**ABOUT THIS EXERCISE**
Repeat the listing below exactly.
··· RECORDS TO PROCESS
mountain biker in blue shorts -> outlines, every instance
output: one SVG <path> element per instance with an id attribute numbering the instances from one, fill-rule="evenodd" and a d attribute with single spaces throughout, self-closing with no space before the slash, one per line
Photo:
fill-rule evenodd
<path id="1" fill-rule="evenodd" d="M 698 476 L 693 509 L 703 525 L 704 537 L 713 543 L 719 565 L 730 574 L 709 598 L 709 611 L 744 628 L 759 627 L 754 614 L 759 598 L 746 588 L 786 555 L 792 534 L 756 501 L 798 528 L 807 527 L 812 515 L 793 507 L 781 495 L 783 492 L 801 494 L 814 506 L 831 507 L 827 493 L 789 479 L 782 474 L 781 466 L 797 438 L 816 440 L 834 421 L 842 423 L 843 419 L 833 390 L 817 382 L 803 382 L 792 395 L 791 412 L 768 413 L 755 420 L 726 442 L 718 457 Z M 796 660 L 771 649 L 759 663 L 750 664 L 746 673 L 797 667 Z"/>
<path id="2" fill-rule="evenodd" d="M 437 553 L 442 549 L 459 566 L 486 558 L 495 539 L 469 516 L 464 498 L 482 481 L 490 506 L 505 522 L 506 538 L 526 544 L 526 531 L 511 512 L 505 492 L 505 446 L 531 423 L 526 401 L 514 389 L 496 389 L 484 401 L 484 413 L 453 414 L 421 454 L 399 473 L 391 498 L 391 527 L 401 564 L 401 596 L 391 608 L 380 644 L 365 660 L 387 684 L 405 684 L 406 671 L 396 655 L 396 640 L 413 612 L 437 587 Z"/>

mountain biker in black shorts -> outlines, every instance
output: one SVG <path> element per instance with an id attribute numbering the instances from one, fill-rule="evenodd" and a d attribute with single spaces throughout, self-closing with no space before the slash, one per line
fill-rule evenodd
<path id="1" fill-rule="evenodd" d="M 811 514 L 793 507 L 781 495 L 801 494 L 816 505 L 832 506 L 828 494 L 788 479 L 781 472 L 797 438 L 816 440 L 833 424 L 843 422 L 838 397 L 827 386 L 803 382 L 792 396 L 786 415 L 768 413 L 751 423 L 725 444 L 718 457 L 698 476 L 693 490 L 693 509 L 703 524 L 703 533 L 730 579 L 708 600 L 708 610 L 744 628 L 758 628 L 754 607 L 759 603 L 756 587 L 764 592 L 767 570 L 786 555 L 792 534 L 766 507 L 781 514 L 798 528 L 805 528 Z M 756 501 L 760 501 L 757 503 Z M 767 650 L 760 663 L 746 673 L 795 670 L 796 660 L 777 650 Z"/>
······
**ANSWER TO THIS EXERCISE**
mountain biker in blue shorts -> outlines, every instance
output: one SVG <path> element per instance with an id attribute numbering the instances from one, fill-rule="evenodd" and a d attribute with single spaces throughout, self-closing with no space before the slash, one per line
Photo:
fill-rule evenodd
<path id="1" fill-rule="evenodd" d="M 698 476 L 693 509 L 703 525 L 704 537 L 713 543 L 719 565 L 730 574 L 709 598 L 709 611 L 744 628 L 759 627 L 754 614 L 759 598 L 746 588 L 786 555 L 792 534 L 756 501 L 798 528 L 807 527 L 812 515 L 793 507 L 781 495 L 783 492 L 801 494 L 814 506 L 831 507 L 827 493 L 789 479 L 782 474 L 781 466 L 797 438 L 816 440 L 834 421 L 842 423 L 843 419 L 833 390 L 817 382 L 803 382 L 792 395 L 791 412 L 768 413 L 755 420 L 726 442 L 718 457 Z M 796 660 L 771 649 L 759 663 L 750 664 L 746 673 L 797 667 Z"/>
<path id="2" fill-rule="evenodd" d="M 437 553 L 442 549 L 459 566 L 486 558 L 495 539 L 469 516 L 464 498 L 482 481 L 490 506 L 505 522 L 506 538 L 526 544 L 526 531 L 511 512 L 505 492 L 505 446 L 531 423 L 526 401 L 514 389 L 496 389 L 484 401 L 484 413 L 453 414 L 421 454 L 399 473 L 391 498 L 391 527 L 401 564 L 401 596 L 391 608 L 380 644 L 365 660 L 387 684 L 405 684 L 406 671 L 396 655 L 396 640 L 413 612 L 437 587 Z"/>

mountain biker in black shorts -> outlines, every instance
output: one SVG <path> element per instance with an id attribute numbering the instances from one, fill-rule="evenodd" and a d attribute with single spaces throughout, self-closing with no space before the slash, one per line
fill-rule evenodd
<path id="1" fill-rule="evenodd" d="M 811 514 L 793 507 L 781 495 L 801 494 L 816 505 L 832 506 L 828 494 L 788 479 L 781 472 L 797 438 L 816 440 L 833 424 L 843 422 L 838 397 L 827 386 L 803 382 L 792 396 L 786 415 L 768 413 L 751 423 L 725 444 L 718 457 L 698 476 L 693 490 L 693 509 L 703 524 L 703 533 L 730 579 L 708 600 L 708 610 L 744 628 L 758 628 L 754 607 L 759 603 L 756 587 L 764 592 L 767 570 L 786 555 L 792 534 L 766 507 L 781 514 L 798 528 L 805 528 Z M 756 501 L 760 501 L 757 503 Z M 767 650 L 760 663 L 746 673 L 795 670 L 796 660 L 777 650 Z"/>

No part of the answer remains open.